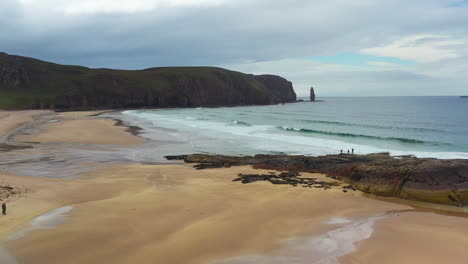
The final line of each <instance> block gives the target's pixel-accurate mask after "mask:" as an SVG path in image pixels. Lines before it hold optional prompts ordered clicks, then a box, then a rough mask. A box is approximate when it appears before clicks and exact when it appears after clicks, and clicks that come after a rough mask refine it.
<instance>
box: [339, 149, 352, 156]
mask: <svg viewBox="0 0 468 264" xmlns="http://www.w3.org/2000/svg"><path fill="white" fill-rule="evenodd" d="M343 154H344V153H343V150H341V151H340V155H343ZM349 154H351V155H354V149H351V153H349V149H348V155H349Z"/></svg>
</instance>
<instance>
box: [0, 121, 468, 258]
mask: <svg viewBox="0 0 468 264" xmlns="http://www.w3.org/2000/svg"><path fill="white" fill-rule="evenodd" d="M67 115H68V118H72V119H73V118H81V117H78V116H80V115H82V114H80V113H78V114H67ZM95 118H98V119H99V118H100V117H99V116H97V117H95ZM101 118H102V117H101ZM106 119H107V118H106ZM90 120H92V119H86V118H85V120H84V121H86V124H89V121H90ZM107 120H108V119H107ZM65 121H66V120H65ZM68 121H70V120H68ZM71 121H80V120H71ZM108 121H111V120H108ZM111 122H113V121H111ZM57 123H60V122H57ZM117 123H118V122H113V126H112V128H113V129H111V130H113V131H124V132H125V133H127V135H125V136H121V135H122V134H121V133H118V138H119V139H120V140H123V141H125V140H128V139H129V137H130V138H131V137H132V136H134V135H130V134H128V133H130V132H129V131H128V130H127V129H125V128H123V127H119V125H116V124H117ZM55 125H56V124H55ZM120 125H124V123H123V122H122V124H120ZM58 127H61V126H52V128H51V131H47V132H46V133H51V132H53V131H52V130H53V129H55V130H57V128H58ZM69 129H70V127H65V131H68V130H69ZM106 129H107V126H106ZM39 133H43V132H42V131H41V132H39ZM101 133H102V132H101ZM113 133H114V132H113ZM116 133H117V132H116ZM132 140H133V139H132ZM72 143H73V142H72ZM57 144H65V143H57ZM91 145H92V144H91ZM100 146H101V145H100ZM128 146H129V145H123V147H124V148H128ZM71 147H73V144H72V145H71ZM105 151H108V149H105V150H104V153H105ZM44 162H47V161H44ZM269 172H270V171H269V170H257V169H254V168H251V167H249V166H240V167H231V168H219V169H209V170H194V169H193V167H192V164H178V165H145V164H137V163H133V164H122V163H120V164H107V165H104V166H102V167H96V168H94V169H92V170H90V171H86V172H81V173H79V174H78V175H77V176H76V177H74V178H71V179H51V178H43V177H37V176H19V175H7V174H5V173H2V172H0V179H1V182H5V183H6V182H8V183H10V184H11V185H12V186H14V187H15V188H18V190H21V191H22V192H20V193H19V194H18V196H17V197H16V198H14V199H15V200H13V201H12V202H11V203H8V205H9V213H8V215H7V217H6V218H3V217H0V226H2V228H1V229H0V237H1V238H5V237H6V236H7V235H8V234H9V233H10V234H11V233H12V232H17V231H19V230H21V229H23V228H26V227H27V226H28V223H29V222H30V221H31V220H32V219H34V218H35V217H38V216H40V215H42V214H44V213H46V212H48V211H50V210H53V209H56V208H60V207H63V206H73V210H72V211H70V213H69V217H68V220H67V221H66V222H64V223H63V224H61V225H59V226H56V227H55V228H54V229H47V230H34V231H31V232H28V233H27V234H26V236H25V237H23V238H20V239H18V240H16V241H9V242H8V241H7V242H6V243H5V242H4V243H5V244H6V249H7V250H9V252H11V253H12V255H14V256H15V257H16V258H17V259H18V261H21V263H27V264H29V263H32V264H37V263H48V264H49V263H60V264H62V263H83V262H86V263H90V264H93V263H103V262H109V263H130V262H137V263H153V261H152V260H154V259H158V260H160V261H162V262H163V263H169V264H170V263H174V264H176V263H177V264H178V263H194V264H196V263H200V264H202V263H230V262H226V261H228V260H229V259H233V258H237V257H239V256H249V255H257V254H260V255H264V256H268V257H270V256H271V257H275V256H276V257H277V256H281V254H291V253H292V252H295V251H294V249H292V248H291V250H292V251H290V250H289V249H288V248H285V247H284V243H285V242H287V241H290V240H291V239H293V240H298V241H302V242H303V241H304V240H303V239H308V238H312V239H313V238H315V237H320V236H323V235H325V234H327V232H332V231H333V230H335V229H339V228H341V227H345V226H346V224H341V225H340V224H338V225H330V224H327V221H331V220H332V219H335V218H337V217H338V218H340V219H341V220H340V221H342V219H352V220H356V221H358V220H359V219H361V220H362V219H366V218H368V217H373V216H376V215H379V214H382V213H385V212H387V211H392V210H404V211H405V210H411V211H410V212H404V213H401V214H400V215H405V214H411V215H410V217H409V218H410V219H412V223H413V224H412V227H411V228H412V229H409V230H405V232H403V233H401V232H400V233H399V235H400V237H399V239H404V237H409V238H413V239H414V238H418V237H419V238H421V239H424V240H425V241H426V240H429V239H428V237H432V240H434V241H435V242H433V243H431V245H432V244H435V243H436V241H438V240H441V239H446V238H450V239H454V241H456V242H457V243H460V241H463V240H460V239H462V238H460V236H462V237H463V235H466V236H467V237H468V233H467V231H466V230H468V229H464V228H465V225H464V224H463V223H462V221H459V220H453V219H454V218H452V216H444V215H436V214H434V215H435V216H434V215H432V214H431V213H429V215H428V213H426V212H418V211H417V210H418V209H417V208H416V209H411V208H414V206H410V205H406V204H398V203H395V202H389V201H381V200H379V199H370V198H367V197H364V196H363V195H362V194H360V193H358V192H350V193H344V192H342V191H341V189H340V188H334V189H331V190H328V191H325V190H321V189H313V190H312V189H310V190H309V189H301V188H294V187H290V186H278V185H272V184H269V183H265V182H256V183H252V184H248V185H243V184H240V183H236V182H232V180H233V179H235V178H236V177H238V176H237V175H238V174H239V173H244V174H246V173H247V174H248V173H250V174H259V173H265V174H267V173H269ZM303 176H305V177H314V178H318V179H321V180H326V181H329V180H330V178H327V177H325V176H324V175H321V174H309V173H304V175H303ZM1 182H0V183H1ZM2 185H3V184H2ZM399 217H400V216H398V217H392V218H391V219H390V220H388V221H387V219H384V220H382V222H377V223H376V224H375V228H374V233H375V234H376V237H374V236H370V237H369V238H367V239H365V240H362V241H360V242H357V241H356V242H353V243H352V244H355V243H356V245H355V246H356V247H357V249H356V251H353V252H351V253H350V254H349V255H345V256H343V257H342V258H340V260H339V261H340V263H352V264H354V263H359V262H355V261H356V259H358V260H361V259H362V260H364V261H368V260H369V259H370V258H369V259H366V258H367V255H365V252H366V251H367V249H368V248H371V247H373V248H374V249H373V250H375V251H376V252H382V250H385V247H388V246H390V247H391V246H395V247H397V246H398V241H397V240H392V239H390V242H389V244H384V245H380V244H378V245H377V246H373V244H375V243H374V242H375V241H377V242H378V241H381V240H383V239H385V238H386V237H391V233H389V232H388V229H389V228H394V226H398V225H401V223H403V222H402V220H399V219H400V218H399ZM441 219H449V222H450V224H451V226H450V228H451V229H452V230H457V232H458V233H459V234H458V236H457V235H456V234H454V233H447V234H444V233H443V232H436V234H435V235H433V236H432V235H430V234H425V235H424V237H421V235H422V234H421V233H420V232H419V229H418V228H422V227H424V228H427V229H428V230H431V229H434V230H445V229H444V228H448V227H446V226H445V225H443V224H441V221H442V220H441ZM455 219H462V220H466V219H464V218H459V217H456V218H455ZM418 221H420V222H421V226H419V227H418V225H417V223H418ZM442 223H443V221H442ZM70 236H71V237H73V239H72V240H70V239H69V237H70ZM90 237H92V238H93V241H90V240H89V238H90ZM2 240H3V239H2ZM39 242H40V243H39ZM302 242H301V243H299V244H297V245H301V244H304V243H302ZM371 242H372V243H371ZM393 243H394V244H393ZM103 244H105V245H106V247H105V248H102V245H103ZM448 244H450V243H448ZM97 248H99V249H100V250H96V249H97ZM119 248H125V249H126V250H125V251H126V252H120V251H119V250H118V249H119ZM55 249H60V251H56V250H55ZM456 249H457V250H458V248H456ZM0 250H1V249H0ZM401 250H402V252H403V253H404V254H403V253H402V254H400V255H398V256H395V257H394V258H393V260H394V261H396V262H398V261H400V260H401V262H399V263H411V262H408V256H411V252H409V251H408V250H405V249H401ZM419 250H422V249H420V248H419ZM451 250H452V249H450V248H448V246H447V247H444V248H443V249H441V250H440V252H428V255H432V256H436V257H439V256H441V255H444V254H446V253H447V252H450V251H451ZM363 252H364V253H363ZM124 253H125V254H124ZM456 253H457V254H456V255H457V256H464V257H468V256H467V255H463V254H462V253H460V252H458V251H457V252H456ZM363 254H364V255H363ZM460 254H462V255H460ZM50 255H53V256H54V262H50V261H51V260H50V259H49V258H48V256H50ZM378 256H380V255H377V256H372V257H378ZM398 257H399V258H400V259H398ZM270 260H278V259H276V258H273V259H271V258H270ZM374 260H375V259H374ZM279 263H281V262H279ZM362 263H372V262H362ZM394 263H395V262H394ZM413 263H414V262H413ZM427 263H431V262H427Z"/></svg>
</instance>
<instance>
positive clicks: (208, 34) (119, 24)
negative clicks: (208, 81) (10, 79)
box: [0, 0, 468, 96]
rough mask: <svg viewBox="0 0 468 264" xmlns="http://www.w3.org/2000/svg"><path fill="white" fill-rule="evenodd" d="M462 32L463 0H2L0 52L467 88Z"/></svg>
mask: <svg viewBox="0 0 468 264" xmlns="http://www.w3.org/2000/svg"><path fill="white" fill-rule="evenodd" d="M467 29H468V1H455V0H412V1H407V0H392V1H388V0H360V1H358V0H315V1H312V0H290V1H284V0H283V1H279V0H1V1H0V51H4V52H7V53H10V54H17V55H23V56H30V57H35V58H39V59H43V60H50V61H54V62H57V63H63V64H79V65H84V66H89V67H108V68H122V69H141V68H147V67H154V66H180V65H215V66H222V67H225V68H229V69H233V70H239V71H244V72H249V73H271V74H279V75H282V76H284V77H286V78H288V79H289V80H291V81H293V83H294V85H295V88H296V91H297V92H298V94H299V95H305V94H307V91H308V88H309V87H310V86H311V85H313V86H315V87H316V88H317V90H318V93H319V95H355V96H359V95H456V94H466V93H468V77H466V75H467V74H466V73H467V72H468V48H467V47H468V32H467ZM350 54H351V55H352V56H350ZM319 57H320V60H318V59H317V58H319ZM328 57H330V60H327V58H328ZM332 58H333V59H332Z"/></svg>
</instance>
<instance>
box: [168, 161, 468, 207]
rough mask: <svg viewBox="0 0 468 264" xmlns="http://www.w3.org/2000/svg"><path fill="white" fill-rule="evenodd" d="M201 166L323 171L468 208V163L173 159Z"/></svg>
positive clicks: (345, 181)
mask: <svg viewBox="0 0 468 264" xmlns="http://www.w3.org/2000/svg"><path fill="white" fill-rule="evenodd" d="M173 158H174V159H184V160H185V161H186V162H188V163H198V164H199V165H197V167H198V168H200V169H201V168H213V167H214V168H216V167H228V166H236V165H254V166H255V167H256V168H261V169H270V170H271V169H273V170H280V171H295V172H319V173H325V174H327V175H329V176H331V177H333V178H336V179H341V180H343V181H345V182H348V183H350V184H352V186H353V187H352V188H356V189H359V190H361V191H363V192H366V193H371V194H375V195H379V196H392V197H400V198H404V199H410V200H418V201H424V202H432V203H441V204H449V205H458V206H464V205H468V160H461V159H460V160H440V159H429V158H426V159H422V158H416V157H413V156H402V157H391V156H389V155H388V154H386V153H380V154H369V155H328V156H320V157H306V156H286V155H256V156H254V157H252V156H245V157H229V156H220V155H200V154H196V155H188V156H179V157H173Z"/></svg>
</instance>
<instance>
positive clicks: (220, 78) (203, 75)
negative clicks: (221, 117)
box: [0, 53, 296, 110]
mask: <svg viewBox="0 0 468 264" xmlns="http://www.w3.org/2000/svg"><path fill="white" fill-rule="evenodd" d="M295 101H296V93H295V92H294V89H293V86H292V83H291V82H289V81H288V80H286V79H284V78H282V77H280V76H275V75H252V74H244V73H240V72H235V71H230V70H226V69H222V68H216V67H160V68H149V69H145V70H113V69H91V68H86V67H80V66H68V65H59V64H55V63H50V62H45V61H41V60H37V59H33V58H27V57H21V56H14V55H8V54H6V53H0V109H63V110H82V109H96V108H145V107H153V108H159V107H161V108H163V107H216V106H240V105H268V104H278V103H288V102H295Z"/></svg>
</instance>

------------------------

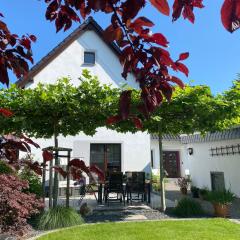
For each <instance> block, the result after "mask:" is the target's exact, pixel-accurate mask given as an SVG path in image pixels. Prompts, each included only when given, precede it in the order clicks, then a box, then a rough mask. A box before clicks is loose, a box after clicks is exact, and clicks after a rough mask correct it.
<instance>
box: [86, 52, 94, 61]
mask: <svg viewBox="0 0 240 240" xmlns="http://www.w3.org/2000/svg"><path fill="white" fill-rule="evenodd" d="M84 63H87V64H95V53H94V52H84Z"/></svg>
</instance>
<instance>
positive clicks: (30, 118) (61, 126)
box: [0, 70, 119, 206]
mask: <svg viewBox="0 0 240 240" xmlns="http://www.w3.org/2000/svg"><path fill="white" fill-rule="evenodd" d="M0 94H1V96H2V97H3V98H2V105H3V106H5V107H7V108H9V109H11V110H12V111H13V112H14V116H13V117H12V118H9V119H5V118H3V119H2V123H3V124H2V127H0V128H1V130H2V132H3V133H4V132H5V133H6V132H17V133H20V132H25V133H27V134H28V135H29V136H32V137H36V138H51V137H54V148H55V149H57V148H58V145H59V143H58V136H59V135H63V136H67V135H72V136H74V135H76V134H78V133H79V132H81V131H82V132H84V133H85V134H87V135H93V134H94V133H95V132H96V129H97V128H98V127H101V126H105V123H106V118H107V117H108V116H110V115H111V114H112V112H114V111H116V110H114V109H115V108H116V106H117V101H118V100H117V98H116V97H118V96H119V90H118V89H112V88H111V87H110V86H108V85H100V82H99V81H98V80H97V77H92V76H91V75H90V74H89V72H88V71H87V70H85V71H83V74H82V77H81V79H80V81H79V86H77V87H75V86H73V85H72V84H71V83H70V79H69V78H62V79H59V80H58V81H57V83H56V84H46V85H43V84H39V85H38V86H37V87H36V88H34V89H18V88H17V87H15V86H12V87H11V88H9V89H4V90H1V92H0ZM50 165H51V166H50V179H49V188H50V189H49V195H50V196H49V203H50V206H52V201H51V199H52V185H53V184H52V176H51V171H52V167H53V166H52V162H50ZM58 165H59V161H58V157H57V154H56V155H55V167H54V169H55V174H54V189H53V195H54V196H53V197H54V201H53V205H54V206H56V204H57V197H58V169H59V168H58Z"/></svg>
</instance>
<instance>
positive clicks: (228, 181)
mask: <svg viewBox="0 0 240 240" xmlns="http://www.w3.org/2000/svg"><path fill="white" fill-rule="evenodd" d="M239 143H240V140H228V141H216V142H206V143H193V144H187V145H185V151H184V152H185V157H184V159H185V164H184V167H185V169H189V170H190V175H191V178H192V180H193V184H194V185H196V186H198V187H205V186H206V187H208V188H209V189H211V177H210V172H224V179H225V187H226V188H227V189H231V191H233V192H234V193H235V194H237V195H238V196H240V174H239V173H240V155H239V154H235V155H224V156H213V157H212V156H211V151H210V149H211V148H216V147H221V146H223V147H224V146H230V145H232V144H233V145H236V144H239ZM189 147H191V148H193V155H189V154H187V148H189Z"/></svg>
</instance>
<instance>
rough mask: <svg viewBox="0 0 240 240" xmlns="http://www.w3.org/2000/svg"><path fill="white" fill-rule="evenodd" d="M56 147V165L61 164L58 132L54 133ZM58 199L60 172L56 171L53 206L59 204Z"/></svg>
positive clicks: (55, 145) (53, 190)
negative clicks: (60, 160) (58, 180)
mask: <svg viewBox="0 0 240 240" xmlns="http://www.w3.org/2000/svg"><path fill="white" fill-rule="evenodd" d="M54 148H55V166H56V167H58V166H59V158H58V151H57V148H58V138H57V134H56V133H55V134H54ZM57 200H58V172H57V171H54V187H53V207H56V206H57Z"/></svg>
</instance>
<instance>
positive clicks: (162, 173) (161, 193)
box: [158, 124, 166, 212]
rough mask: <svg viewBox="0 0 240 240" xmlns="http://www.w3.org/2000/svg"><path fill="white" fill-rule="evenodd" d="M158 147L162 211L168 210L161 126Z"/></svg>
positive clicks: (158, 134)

------------------------

Activity: Select every line in the items above that contains the string "accurate" and copy each one out. Case counts.

Written solution:
The final line of each <instance> block gives the target's pixel-accurate mask after "mask:" as an SVG path in image pixels. Lines before it hold optional prompts ordered clicks, then a box, then a rough mask. A box is approximate when it appears before clicks and exact when it appears after clicks, and clicks that come after a rough mask refine it.
For each <instance> block, the result after "mask:" is the target's exact, pixel-accurate mask given as an SVG path in image pixels. Prompts, each included only when given, precede it in the order clicks, then a box, then a rough mask. A box before clicks is loose, a box after clicks is exact, and clicks after a rough mask correct it.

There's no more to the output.